Task goal ->
Write each line exactly, from the line that holds "Basketball game film review: mark the bright" through the final line of the material, and no other line.

Data extract ->
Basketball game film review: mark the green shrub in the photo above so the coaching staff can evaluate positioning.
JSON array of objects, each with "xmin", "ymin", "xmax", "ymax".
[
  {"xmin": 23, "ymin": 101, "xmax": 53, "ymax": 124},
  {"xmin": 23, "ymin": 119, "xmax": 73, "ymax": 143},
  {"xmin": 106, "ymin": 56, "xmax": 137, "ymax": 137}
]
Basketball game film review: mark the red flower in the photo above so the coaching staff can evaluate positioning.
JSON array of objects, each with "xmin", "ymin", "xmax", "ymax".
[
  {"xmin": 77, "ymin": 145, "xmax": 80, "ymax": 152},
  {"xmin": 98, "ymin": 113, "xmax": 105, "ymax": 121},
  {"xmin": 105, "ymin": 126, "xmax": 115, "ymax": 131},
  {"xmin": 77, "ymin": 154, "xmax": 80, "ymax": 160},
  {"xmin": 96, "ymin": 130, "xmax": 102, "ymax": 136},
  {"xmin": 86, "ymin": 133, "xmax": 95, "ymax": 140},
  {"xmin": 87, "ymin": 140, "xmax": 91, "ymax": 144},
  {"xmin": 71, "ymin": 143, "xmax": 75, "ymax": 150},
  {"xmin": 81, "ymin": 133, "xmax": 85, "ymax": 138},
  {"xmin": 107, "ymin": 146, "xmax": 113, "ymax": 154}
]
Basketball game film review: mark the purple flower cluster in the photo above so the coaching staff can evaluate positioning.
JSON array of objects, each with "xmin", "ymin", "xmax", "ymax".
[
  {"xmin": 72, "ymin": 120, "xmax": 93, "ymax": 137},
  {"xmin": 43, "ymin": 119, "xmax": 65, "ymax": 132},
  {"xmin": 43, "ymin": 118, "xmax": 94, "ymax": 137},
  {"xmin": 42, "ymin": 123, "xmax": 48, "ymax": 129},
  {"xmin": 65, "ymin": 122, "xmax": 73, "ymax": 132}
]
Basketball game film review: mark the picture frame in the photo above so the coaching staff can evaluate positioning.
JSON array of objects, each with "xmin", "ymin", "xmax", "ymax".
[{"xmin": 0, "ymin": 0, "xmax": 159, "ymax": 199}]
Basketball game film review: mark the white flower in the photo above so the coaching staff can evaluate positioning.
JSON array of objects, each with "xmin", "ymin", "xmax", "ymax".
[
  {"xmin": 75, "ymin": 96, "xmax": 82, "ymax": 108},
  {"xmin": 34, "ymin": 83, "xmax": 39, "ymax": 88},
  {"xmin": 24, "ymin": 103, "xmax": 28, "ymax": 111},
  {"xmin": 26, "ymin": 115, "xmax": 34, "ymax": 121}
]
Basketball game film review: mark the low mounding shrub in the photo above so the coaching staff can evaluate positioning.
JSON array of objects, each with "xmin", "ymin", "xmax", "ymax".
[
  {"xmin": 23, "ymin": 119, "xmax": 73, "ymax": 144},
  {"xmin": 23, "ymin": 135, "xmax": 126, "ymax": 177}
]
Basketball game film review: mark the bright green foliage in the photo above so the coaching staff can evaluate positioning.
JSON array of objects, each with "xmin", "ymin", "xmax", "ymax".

Reply ->
Basketball game film review: mark the bright green foliage in the photo above so the coaching staff can evaluate positioning.
JSON array of objects, each with "xmin", "ymin", "xmax", "ymax".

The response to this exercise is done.